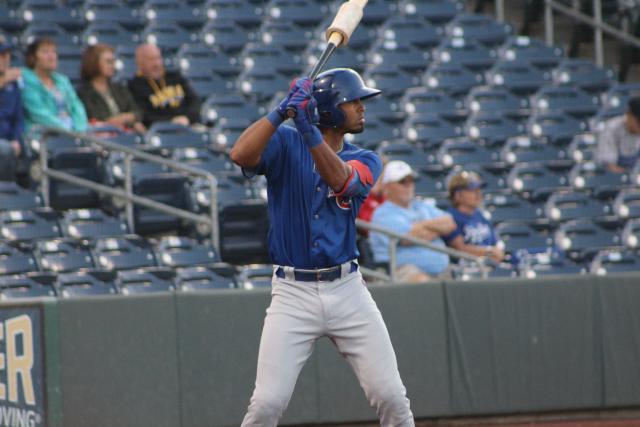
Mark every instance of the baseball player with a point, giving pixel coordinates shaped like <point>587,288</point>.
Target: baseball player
<point>316,184</point>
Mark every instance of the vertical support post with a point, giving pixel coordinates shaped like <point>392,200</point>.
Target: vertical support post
<point>213,212</point>
<point>44,170</point>
<point>548,23</point>
<point>597,33</point>
<point>128,186</point>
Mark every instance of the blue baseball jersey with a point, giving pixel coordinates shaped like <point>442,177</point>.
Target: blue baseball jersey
<point>310,227</point>
<point>474,228</point>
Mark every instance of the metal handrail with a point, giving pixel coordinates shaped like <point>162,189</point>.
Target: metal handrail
<point>596,23</point>
<point>395,237</point>
<point>127,194</point>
__________________________________________________
• [Problem details] Among the lines above, find the one with "Target: baseball player" and the one with "Mark every instance of the blue". Quote both and everything between them, exactly.

• [Solution to this problem]
Target: baseball player
<point>316,184</point>
Mark every instance of the vertical support post with a point, giving pixel coordinates shaped like <point>392,200</point>.
Target: vertical support post
<point>213,212</point>
<point>44,170</point>
<point>548,23</point>
<point>597,33</point>
<point>128,186</point>
Mark every instance of the blue baseball jersey with a point, giving pixel coordinates shaped like <point>442,177</point>.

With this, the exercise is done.